### What is asked
1. Update the iTextSharp signing text by writing out everything from "How to sign" down to "interfaces and classes)." with "Visual Studio" replaced by "the development environment".
2. Extend the iTextSharp signing text, picking up right after its final sentence.

### Source passage
AcroFields af = reader.AcroFields;
ArrayList names = af.GetSignatureNames();
for (int k = 0; k < names.Count; ++k) {
String name = (String)names[k];
System.Console.Out.WriteLine("Signature name: " + name);
System.Console.Out.WriteLine("Signature covers whole document: " + af.SignatureCoversWholeDocument(name));
System.Console.Out.WriteLine("Document revision: " + af.GetRevision(name) + " of " + af.TotalRevisions);
PdfPKCS7 pk = af.VerifySignature(name);
DateTime cal = pk.SignDate;
X509Certificate[] pkc = pk.Certificates;
System.Console.Out.WriteLine("Subject: " + PdfPKCS7.GetSubjectFields(pk.SigningCertificate).GetField("CN"));
System.Console.Out.WriteLine("Document modified: " + !pk.Verify());
Object[] fails = PdfPKCS7.VerifyCertificates(pkc, kall, null, cal);
if (fails == null)
System.Console.Out.WriteLine("Certificates verified against the KeyStore");
else
System.Console.Out.WriteLine("Certificate failed: " + fails[1]);
}

How to sign with a smartcard using an external signature dictionary with iTextSharp, CAPICOM and .NET 1.1

This example allows the signing with smartcards. The signing is done using the Windows mode and includes the hash in the signature. This example requires .NET 1.1 and CAPICOM 2.0 as a COM Interop (select the CAPICOM as a reference and Visual Studio will create the C# interfaces and classes).

Excerpts of pointing data:

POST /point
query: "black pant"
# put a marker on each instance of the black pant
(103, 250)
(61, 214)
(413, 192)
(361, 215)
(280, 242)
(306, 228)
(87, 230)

### Results of the tasks
1.
How to sign with a smartcard using an external signature dictionary with iTextSharp, CAPICOM and .NET 1.1

This example allows the signing with smartcards. The signing is done using the Windows mode and includes the hash in the signature. This example requires .NET 1.1 and CAPICOM 2.0 as a COM Interop (select the CAPICOM as a reference and the development environment will create the C# interfaces and classes).

2.
using System;
using System.IO;
using System.Collections;
using System.Security.Cryptography;
using System.Security.Cryptography.X509Certificates;
using CAPICOM;
using iTextSharp.text;
using iTextSharp.text.pdf;

namespace CCapi {
class Class1 {
static void Main(string[] args) {
Certificate cer = GetCertificate();
Org.BouncyCastle.X509.X509Certificate[] chain = GetChain(cer);
PdfReader reader = new PdfReader("c:\\hello.pdf");
PdfStamper stp = PdfStamper.CreateSignature(reader, new FileStream("c:\\hello_hashedcapi.pdf", FileMode.Create), '\0');
PdfSignatureAppearance sap = stp.SignatureAppearance;
sap.SetVisibleSignature(new Rectangle(100, 100, 300, 200), 1, null);
sap.SignDate = DateTime.Now;
sap.SetCrypto(null, chain, null, null);
sap.Reason = "I like to sign";
sap.Location = "Universe";
sap.Acro6Layers = true;
sap.Render = PdfSignatureAppearance.SignatureRender.NameAndDescription;
PdfSignature dic = new PdfSignature(PdfName.ADOBE_PPKMS, PdfName.ADBE_PKCS7_SHA1);
dic.Date = new PdfDate(sap.SignDate);
dic.Name = PdfPKCS7.GetSubjectFields(chain[0]).GetField("CN");
if (sap.Reason != null)
dic.Reason = sap.Reason;
if (sap.Location != null)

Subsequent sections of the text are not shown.